=== WHAT THE TASK REQUIRES ===
Transcribe verbatim every line from the line containing "point: man in" to the end of the entries, including both endpoints. Output nothing beyond those lines.

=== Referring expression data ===
——————

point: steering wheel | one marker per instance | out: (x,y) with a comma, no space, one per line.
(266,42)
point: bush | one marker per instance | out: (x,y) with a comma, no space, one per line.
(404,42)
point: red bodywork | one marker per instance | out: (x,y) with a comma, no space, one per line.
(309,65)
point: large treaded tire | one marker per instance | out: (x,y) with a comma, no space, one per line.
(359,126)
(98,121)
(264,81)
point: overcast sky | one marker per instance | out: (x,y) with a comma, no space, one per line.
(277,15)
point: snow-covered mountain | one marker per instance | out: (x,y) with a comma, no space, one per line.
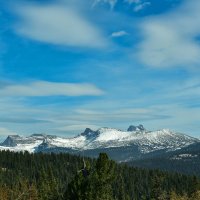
(121,145)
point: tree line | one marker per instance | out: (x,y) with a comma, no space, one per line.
(25,176)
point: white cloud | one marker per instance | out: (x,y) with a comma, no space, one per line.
(132,1)
(58,24)
(171,39)
(44,88)
(5,132)
(141,6)
(110,2)
(78,127)
(119,34)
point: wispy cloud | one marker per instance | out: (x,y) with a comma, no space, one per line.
(110,2)
(44,88)
(59,25)
(141,6)
(5,132)
(119,34)
(132,1)
(171,39)
(77,127)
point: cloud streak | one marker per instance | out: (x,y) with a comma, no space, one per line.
(119,34)
(45,88)
(171,39)
(59,25)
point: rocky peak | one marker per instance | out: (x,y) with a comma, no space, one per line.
(11,141)
(87,132)
(136,128)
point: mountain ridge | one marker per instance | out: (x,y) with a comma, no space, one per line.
(135,143)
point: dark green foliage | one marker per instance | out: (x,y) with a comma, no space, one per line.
(58,177)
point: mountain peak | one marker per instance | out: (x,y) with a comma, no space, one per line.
(136,128)
(87,131)
(11,141)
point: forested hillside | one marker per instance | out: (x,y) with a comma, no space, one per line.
(62,176)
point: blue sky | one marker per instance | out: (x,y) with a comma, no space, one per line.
(70,64)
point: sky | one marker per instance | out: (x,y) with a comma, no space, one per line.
(70,64)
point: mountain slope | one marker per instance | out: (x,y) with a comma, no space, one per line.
(135,143)
(185,160)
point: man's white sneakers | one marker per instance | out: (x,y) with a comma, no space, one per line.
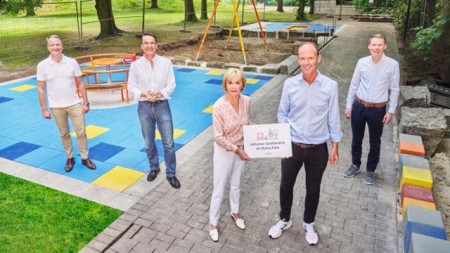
(277,229)
(310,233)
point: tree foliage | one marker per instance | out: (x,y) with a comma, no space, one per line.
(105,16)
(190,11)
(14,7)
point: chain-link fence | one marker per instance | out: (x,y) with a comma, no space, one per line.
(22,38)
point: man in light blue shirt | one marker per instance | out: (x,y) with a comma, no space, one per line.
(374,86)
(309,103)
(152,82)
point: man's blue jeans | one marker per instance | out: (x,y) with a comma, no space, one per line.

——————

=== WRITTEN ANSWER ===
point: man in light blue shirt | one marker per instance | out: (x,y) with a comma, no space, one per line.
(374,86)
(309,103)
(152,82)
point: man's blue jeans | one marker per instance | out: (x,y) with a comma, no space, one per line.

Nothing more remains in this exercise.